Records provided:
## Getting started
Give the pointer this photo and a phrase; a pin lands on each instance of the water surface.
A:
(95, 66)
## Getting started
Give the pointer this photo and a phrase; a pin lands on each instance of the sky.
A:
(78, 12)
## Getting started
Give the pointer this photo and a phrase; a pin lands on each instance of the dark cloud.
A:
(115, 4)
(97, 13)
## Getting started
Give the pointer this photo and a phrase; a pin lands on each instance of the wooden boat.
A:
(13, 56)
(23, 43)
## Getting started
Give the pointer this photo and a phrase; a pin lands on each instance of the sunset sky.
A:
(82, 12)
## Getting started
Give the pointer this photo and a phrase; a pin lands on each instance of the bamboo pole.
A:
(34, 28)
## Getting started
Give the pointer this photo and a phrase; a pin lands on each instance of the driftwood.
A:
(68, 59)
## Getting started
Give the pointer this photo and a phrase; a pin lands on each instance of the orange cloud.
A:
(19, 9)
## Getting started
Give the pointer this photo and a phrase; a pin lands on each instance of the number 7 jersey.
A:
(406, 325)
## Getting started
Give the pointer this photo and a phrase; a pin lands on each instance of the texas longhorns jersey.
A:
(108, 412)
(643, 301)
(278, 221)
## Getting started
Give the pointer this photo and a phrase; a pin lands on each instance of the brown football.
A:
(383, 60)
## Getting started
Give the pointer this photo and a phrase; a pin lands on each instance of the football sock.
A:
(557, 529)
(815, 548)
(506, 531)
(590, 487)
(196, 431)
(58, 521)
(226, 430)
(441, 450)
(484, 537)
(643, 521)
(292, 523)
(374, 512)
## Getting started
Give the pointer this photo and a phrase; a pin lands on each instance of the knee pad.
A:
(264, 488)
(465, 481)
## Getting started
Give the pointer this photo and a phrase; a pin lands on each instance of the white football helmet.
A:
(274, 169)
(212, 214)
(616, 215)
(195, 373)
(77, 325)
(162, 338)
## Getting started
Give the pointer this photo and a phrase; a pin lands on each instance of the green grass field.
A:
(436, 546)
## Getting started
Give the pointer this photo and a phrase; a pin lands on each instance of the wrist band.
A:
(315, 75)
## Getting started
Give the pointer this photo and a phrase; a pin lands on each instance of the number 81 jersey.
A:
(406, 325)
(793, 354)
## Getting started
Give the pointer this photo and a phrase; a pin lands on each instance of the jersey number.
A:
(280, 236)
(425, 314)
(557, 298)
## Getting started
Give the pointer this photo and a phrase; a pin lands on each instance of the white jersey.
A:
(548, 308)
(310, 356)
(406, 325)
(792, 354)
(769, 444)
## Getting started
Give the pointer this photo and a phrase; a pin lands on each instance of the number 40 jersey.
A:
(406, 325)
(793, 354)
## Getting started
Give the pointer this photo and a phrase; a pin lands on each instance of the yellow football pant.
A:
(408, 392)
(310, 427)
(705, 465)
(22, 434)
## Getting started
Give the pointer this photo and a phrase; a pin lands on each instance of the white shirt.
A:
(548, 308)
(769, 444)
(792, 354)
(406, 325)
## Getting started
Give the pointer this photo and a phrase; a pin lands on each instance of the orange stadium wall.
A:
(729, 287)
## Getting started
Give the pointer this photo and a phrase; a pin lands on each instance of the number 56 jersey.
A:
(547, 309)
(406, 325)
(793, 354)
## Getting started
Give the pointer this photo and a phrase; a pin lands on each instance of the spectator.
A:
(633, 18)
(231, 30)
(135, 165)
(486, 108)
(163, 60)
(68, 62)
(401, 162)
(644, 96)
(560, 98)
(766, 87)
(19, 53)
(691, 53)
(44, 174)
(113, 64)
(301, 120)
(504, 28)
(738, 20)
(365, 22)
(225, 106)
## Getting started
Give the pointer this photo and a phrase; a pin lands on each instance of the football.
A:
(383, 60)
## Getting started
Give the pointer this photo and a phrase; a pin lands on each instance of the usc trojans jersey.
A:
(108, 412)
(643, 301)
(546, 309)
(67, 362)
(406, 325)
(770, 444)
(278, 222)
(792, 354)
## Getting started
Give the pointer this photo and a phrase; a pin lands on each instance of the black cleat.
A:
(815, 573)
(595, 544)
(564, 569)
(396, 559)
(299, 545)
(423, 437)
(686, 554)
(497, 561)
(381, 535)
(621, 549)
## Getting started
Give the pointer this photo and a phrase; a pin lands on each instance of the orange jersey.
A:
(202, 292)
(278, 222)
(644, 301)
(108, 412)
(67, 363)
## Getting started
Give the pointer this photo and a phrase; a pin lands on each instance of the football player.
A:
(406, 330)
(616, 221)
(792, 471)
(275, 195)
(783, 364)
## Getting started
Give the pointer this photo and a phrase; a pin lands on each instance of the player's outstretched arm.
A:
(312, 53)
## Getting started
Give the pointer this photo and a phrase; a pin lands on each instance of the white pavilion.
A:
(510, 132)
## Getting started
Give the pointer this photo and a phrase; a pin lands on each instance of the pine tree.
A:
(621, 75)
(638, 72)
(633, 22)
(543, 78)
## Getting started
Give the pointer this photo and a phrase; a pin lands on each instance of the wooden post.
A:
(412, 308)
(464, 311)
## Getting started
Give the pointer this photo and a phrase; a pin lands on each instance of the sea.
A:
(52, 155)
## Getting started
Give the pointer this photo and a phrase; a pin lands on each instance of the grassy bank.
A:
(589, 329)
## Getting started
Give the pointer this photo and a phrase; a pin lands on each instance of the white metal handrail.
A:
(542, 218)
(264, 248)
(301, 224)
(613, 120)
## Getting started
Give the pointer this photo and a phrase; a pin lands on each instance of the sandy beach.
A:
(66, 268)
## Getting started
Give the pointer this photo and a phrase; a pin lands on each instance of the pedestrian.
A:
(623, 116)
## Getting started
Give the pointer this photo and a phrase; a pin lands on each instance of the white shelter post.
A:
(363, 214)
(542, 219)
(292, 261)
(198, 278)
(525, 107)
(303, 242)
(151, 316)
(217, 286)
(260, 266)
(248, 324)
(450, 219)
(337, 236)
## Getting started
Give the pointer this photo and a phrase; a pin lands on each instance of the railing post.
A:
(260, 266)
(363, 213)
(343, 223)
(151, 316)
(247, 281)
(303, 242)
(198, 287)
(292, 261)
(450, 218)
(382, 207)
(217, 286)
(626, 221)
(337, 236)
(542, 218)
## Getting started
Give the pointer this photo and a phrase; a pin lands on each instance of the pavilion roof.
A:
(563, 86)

Problem to solve:
Copy all the records above precisely.

Task response:
## Getting started
Give the pointer this photo and a phrase; a pin lands on each instance of the water surface.
A:
(95, 66)
## Getting started
Give the pointer this photo and a phrase; a pin lands on each instance of the sky.
A:
(78, 12)
## Getting started
Give the pointer this photo and a phrase; a pin lands on each instance of the dark cloud.
A:
(115, 4)
(97, 13)
## Getting started
Give the pointer this photo and a phrase; a pin lands on each instance of the wooden boat.
A:
(13, 56)
(23, 43)
## Getting started
Give the pointer this photo and a phrase; a pin lands on each instance of the sunset sky.
A:
(82, 12)
## Getting started
Give the pointer this photo and a phrase; a pin lands on each instance of the bamboo pole.
A:
(34, 28)
## Getting started
Give the pointer this photo and a phrase; a pin lands on each instance of the driftwood.
A:
(68, 59)
## Getting started
Give the pointer this photo and a phrase; a pin lands on each instance of the orange cloud.
A:
(19, 9)
## Getting started
Give the pointer this photo and a phrase; a pin lands on each instance of the number 7 jersey.
A:
(406, 325)
## Getting started
Give the pointer this photo and a phrase; a pin lands on each instance of the texas longhorns jersey.
A:
(108, 412)
(643, 301)
(278, 221)
## Getting started
Give the pointer this photo and a phrase; a pin lands on each instance of the brown football.
A:
(383, 60)
## Getting started
Give the pointer this photo and a phrase; a pin lands on each instance of the football sock.
A:
(557, 529)
(815, 548)
(506, 531)
(590, 487)
(196, 431)
(58, 521)
(226, 430)
(441, 450)
(484, 537)
(643, 521)
(292, 523)
(374, 512)
## Getting started
Give the pointer this photo and a phrase; a pin lands on each instance of the knee pad.
A:
(264, 488)
(465, 481)
## Getting started
Give the pointer this photo and a phrase; a pin lands on each instance of the white football helmet.
A:
(274, 169)
(212, 214)
(616, 215)
(195, 373)
(77, 325)
(162, 338)
## Getting started
Give the pointer this photo and a phrase; a pin lands on each instance of the green grass field.
A:
(436, 546)
## Getting started
Give the pointer this photo and a phrase; a pin lands on each instance of the wrist band.
A:
(315, 75)
## Getting started
Give the pointer this photo and a phrase; a pin lands on each instance of the number 81 jersey.
A:
(406, 325)
(793, 354)
## Getting started
Give the pointer this photo and a phrase; a pin lands on each instance of the jersey number.
A:
(280, 236)
(425, 314)
(557, 298)
## Getting started
Give the pointer this photo and a phrase; a pin lands on each instance of the white jersey.
A:
(548, 308)
(310, 356)
(406, 325)
(792, 354)
(769, 444)
## Getting started
Give the pointer this photo and a phrase; a pin lands on each instance of the number 40 jersey.
A:
(406, 325)
(793, 354)
## Getting started
Give the pointer this photo and a phrase; a pin lands on each instance of the yellow football pant.
A:
(408, 392)
(310, 427)
(705, 465)
(22, 434)
## Getting started
Give the pointer this photo and a phrase; a pin lands on each instance of the white shirt.
A:
(548, 308)
(769, 444)
(792, 354)
(406, 325)
## Getting started
Give the pointer this photo and a phrase; a pin lands on each instance of the orange stadium wall.
A:
(729, 287)
## Getting started
Give the pointer this photo and a phrase; a pin lands on each instance of the number 56 jersey.
A:
(547, 309)
(406, 325)
(793, 354)
## Getting started
Give the pointer this photo and a phrase; a pin lands on each instance of the spectator.
A:
(633, 18)
(231, 30)
(135, 165)
(486, 108)
(163, 60)
(68, 62)
(401, 162)
(644, 96)
(560, 98)
(766, 87)
(19, 53)
(691, 53)
(44, 174)
(113, 64)
(301, 120)
(504, 28)
(738, 20)
(365, 22)
(225, 106)
## Getting started
Give the pointer this photo and a phrase; a pin lands on each instance of the football.
A:
(383, 60)
## Getting started
Give the pointer this photo and a phrase; a pin lands on each instance of the usc trojans jersey.
A:
(108, 412)
(643, 301)
(546, 309)
(67, 362)
(406, 325)
(770, 444)
(278, 222)
(792, 354)
## Getting started
Give the pointer this photo and a phrase; a pin lands on each instance of the black cleat.
A:
(815, 573)
(595, 544)
(564, 569)
(396, 559)
(299, 545)
(423, 437)
(686, 554)
(497, 561)
(381, 535)
(621, 549)
## Getting started
Give the pointer this photo and a phrase; a pin lands on each instance of the orange jersey.
A:
(202, 292)
(278, 222)
(644, 301)
(108, 412)
(67, 363)
## Getting started
Give the pointer this photo and a phrase; a pin lands on each instance of the football player.
A:
(406, 330)
(616, 221)
(792, 471)
(275, 195)
(783, 364)
## Getting started
Give the pointer this photo and a phrase; a pin lands on each instance of the player's outstretched arm.
A:
(312, 53)
## Getting started
Give the pointer this photo and a phrase; a pin lands on each instance of the white pavilion.
A:
(510, 132)
## Getting started
Give the pointer this photo and a phrase; a pin lands on each instance of the pine tree.
A:
(621, 75)
(638, 72)
(633, 22)
(543, 78)
## Getting started
Give the pointer this photo and a phrase; a pin lands on each instance of the wooden post.
A:
(412, 308)
(464, 311)
## Getting started
Give the pointer this photo and a phrase; a pin lands on each instance of the sea.
A:
(52, 155)
## Getting started
Give the pointer this photo and a phrase; a pin lands on each instance of the grassy bank.
A:
(589, 329)
## Getting started
Give the pointer this photo and a phrase; a pin lands on each instance of the white metal handrail.
A:
(542, 218)
(264, 248)
(301, 224)
(613, 120)
## Getting started
Give the pointer this photo and a phrase; a pin lands on each instance of the sandy beach.
A:
(66, 268)
## Getting started
Give the pointer this photo and a phrase; a pin lands on each instance of the pedestrian.
A:
(623, 116)
## Getting started
Give the pointer this photo and a phrase; a pin lands on each instance of the white shelter post.
A:
(363, 214)
(542, 219)
(292, 261)
(198, 278)
(525, 107)
(303, 242)
(151, 316)
(217, 286)
(260, 266)
(248, 324)
(450, 219)
(337, 236)
## Getting started
Give the pointer this photo and a phrase; a pin lands on each instance of the railing post.
A:
(260, 266)
(363, 213)
(343, 223)
(151, 316)
(247, 281)
(303, 242)
(198, 287)
(292, 261)
(450, 218)
(382, 207)
(217, 286)
(626, 221)
(337, 236)
(542, 218)
## Getting started
Give the pointer this photo and a phrase; a pin lands on each instance of the pavilion roof.
A:
(563, 86)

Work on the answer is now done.